--- begin Material ---

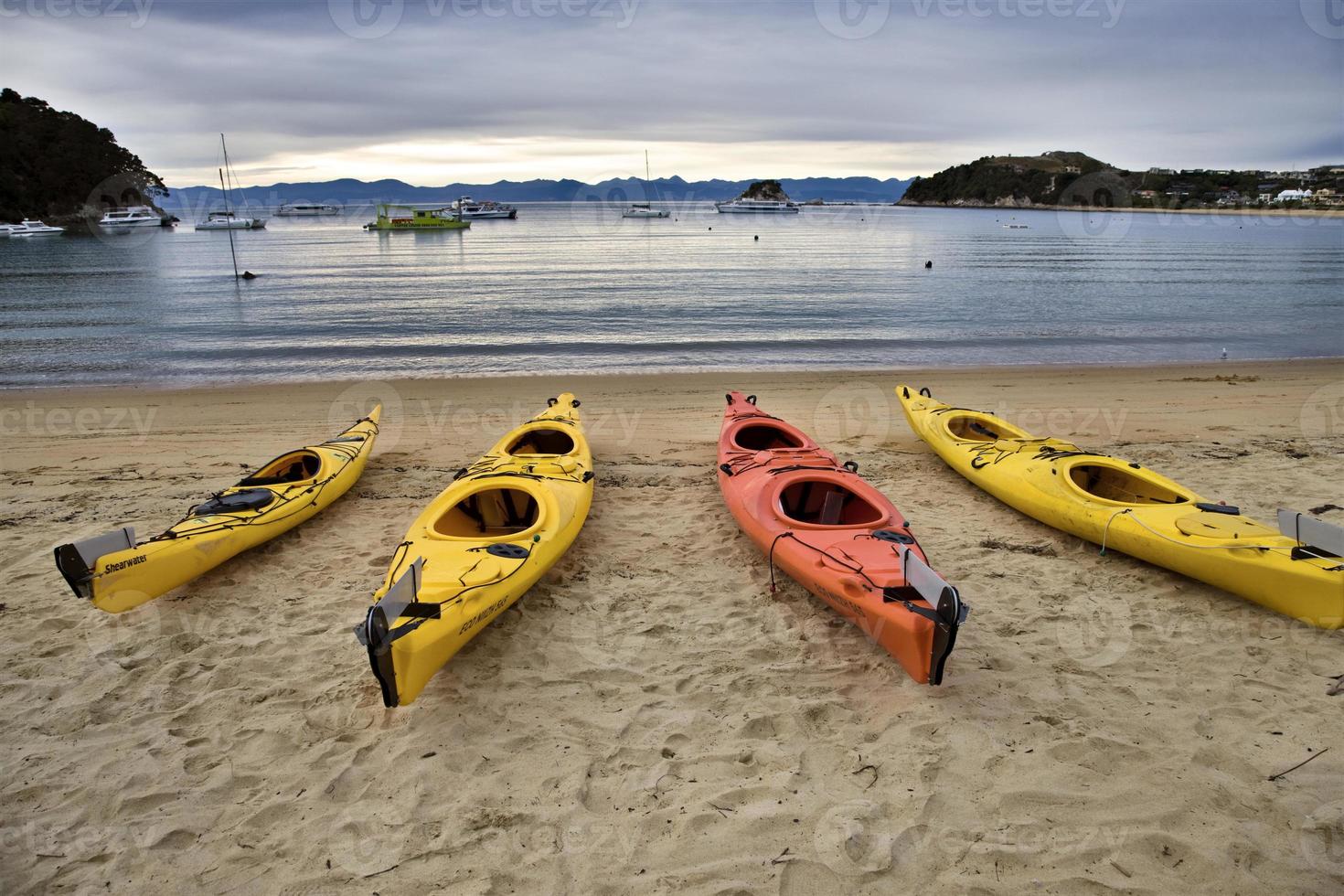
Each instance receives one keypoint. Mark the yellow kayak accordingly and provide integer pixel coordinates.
(1295, 569)
(477, 549)
(117, 574)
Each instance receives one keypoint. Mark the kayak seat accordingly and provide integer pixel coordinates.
(763, 437)
(235, 503)
(1121, 486)
(831, 507)
(296, 466)
(820, 503)
(543, 443)
(489, 512)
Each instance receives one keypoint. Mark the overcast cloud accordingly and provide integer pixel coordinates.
(475, 91)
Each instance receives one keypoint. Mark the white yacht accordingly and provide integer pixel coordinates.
(472, 209)
(229, 220)
(132, 217)
(645, 209)
(758, 206)
(35, 229)
(300, 209)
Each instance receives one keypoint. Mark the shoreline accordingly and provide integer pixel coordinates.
(1266, 212)
(651, 701)
(8, 392)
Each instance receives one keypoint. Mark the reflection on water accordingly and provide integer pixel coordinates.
(577, 288)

--- end Material ---

#### Written exercise:
Format the lines above as a numbered list, omitting any blank lines. Leave the pictures out.

#### Worked answer:
1. Each instance receives one keypoint. Mark the yellow kayak accordingly and provide integer pixel coordinates.
2. (1295, 569)
3. (477, 549)
4. (117, 574)
5. Each instance receives one keypoint. Mark the kayak seat accordingly and provide integer pixel coordinates.
6. (763, 437)
7. (235, 503)
8. (1121, 486)
9. (831, 507)
10. (296, 466)
11. (820, 503)
12. (543, 443)
13. (489, 512)
14. Each instance receives one keypoint. Mark the overcast cloud accordingly and provide integer pixel coordinates.
15. (475, 91)
16. Each instance receives one keypoint. Mark the white yacht accordingly and provide integer pixel coordinates.
17. (472, 209)
18. (229, 220)
19. (132, 217)
20. (645, 209)
21. (758, 206)
22. (35, 229)
23. (300, 209)
24. Each instance receives one keypoint. Mark the shoreline accordingly and provide integer pixel coordinates.
25. (1266, 212)
26. (651, 701)
27. (8, 392)
28. Each instance receives one keypoint. Mark the reflection on water accordingly and provide integer pixel coordinates.
29. (577, 288)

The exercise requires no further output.